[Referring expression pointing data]
--- --- ---

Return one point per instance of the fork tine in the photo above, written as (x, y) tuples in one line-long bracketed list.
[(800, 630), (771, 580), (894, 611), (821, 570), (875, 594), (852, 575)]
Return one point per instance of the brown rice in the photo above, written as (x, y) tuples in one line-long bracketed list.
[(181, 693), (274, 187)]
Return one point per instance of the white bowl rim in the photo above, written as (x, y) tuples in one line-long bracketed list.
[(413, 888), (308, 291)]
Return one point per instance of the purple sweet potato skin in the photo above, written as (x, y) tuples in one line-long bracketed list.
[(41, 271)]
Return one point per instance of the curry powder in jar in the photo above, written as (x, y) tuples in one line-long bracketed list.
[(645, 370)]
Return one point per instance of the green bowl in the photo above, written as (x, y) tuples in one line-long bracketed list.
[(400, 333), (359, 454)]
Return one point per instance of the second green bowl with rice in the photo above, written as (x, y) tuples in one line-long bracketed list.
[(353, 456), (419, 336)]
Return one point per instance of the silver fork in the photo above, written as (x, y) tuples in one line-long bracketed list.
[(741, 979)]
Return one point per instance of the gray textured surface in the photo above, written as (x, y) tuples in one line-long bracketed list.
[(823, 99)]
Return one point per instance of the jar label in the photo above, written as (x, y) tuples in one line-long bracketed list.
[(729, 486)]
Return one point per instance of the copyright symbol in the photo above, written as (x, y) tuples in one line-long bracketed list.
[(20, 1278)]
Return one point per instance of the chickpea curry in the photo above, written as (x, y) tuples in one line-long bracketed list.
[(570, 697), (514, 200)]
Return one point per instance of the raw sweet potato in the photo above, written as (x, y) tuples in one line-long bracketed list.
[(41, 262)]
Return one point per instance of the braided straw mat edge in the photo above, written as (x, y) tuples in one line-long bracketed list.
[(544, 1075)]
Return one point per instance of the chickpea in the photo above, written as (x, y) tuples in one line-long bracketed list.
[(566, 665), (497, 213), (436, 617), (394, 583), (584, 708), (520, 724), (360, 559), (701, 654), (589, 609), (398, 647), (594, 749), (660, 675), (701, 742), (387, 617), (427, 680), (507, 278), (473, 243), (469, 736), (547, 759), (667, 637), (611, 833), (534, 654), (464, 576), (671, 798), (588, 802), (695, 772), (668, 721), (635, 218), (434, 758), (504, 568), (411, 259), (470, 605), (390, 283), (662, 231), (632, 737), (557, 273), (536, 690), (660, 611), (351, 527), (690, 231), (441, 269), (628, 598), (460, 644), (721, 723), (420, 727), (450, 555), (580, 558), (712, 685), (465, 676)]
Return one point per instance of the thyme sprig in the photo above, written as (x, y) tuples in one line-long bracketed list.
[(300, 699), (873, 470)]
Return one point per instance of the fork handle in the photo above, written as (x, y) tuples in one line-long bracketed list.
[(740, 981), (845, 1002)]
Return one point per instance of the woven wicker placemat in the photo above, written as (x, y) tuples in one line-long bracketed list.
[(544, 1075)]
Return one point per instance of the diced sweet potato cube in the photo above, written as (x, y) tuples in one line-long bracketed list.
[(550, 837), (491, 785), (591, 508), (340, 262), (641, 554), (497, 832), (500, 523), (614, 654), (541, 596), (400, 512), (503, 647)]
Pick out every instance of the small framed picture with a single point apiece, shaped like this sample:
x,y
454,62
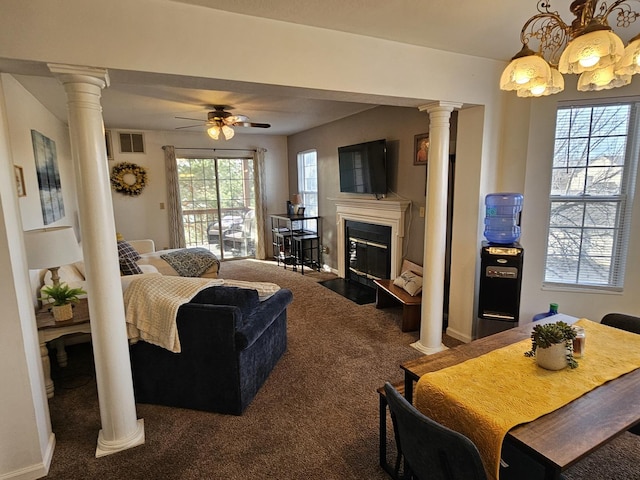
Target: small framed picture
x,y
22,191
107,139
421,149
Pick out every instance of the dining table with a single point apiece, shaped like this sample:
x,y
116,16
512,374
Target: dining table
x,y
563,433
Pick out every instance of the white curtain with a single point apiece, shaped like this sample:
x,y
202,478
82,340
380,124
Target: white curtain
x,y
260,192
176,227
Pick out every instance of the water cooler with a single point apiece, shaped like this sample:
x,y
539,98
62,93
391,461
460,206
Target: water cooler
x,y
500,283
501,260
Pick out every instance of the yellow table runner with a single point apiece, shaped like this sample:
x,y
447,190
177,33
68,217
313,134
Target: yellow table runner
x,y
485,397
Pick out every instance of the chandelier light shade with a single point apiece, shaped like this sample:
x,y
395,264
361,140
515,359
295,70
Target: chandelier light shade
x,y
590,51
602,79
542,89
587,46
629,64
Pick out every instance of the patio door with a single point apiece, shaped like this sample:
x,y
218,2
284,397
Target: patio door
x,y
218,205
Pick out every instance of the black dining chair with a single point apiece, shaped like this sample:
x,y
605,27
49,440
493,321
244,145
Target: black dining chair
x,y
434,452
630,323
431,451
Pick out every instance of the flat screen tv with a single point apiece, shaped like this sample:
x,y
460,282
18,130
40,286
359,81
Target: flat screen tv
x,y
363,167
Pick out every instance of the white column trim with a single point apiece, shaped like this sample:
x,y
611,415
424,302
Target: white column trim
x,y
435,227
120,427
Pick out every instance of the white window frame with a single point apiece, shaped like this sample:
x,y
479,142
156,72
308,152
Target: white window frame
x,y
623,200
309,195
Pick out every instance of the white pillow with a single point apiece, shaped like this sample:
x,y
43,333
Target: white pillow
x,y
264,289
411,282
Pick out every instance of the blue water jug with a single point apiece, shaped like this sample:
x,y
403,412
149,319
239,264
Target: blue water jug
x,y
501,223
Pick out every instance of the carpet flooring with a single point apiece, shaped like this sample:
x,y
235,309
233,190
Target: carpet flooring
x,y
316,417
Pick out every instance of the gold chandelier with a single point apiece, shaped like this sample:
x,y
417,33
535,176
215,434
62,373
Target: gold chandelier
x,y
588,47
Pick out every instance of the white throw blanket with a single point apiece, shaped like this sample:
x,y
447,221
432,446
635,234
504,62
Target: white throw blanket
x,y
152,301
151,305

--- --- ---

*Problem statement*.
Your answer must be the entries repeated exactly, with no pictures.

*Answer space*.
Return one point per instance of the fork tine in the photo above, written as (x, y) tuples in one line-long bracketed list.
[(800, 630), (771, 580), (894, 611), (821, 570), (875, 594), (852, 575)]
Return one point per instance of the brown rice in the photo above, written as (x, y) tuples in one line-long bracketed list.
[(181, 693), (274, 187)]
Return one point per instance of the white bowl rim in the photo above, written as (x, y) tuples in one line-long bracketed list.
[(413, 888), (308, 291)]
Return one point per instance of the purple sweet potato skin in the photo above, written as (x, y) tuples in one line-long bracketed list.
[(41, 271)]
Return one point per instance of the curry powder in jar in the photo above, written as (x, y) tuples in one line-long bracketed list.
[(645, 370)]
Return one point per instance of the green bowl in the photo above, written as (x, y) tuples in one line-long bracketed list.
[(400, 333), (359, 454)]
Return one point per instance of the second green bowl with rice in the photo above, written as (x, y) tuples in one line-long bracketed list.
[(353, 456), (419, 336)]
Return one point per instance of the silver fork in the photo above, written as (x, y) tuples in one line-long bracketed list.
[(741, 979)]
Return one point per instance of the gray textured surface in the photo above, written as (x, y) tuples in one line-long bracketed list.
[(823, 99)]
Return one point per instance of the jar label in the photo above, written as (x, y) tuples in one line-long bracketed list.
[(729, 486)]
Return one point per instance of the copyright symbol in the photo above, written as (x, y) tuples in one line-long bracketed list.
[(20, 1278)]
Return one point per instance of the chickpea curry in the photo above, written as (x, y) tuples in one line-long bracketed list.
[(570, 697), (514, 200)]
Return one point per instance of the raw sweet potato in the photo above, written as (x, y) tuples in one line-long bracketed list.
[(41, 262)]
Return one point per instance of the braided straw mat edge in the photo above, written as (x, y) tuples in one line-long bracketed list.
[(544, 1075)]
Return one point per instance of the chickpea in the photo above, written as (x, y) tuples in one line-long bracketed list.
[(566, 665), (497, 213), (436, 617), (394, 583), (584, 708), (520, 724), (360, 559), (701, 654), (589, 609), (398, 647), (594, 749), (660, 675), (701, 742), (387, 617), (427, 680), (507, 278), (473, 243), (469, 736), (547, 759), (667, 637), (611, 833), (534, 654), (464, 576), (671, 798), (588, 802), (695, 772), (668, 721), (635, 218), (434, 758), (504, 568), (411, 259), (470, 605), (390, 283), (662, 231), (632, 737), (557, 273), (536, 690), (660, 611), (351, 527), (690, 231), (441, 269), (628, 598), (460, 644), (721, 723), (420, 727), (450, 555), (580, 558), (712, 685), (465, 676)]
Return one point per instance of the thyme sprig in the photo above, written as (x, y) tuples in one line-long bracketed list.
[(300, 699), (873, 470)]
Return one point per instance of the fork handle in the photo above, written as (x, y) tuples in one line-long bracketed list.
[(740, 981), (845, 1002)]
Return one point per instance of the woven wicker placemat in the photo above, written as (x, y) tuples in one line-long bracketed list.
[(544, 1075)]
Return one point per instance of the diced sweet potato cube in the photo above, written as (x, y) tuples in one line-long bracketed list.
[(550, 837), (491, 785), (591, 508), (340, 262), (641, 554), (497, 832), (500, 523), (614, 654), (541, 596), (400, 512), (503, 647)]
Pick out every instance of the small framed picture with a single point apiece, shaped like this sample:
x,y
454,62
Target: small framed picture
x,y
22,191
107,139
421,149
Pick out every instance of the dining table with a single point apiece, shaped like this sample:
x,y
116,16
512,374
Target: dining table
x,y
563,433
Pick out every instance of the white curtain with a single point apiece, shaped like this sample:
x,y
202,478
82,340
380,124
Target: white curtain
x,y
260,192
176,227
Pick out every instance of the water cooler with a single point apiece, shaped like this sample:
x,y
539,98
62,93
391,461
460,206
Target: water cooler
x,y
500,283
501,260
Pick out every instance of the yellow table runner with a single point apiece, shaped like this sample:
x,y
447,190
177,33
68,217
313,134
Target: yellow table runner
x,y
485,397
Pick out every instance of the chandelier light shade with a single point apiece, shaped like this sample:
x,y
395,264
361,140
515,359
295,70
Target: chandelier light shade
x,y
590,51
602,79
542,89
587,46
629,64
Pick out every instance of the patio door with a single point apiece, shaped like this sample:
x,y
218,2
284,397
Target: patio door
x,y
218,205
Pick out every instance of the black dining chair with a single point apiece, shaped like this sample:
x,y
605,27
49,440
493,321
244,145
Target: black dining chair
x,y
434,452
630,323
431,451
Pick out every instance of the flat screen tv with a single point apiece, shaped like this sample:
x,y
460,282
18,130
40,286
359,81
Target: flat screen tv
x,y
363,167
Pick out every instance of the white column trim with a single point apiece, shaped like this sample:
x,y
611,415
424,302
Target: white column trim
x,y
435,227
120,427
Pick out every instance of the white window frame with a single point apiece, shaped like this sample:
x,y
479,142
156,72
308,152
Target: white window frame
x,y
623,200
309,195
Pick out every instance of the white pillow with a single point apiece, shaped like this sample:
x,y
43,333
Target: white pillow
x,y
264,289
411,282
Pick out every instance of the blue water jug with a single point apiece, shaped like this sample:
x,y
403,412
149,319
239,264
Target: blue water jug
x,y
501,223
Pick out every instance of the carpet flooring with a single point apiece, shaped like this sample:
x,y
235,309
233,190
Target: carpet flooring
x,y
316,417
Pick out every instance of the gold chandelier with a single point apiece, shaped like this sample:
x,y
417,33
535,176
215,434
62,373
Target: gold chandelier
x,y
588,47
Pick out every instance of the white throw blanket with a single point apiece, shaped like this sample:
x,y
447,221
432,446
635,234
504,62
Target: white throw blanket
x,y
152,301
151,305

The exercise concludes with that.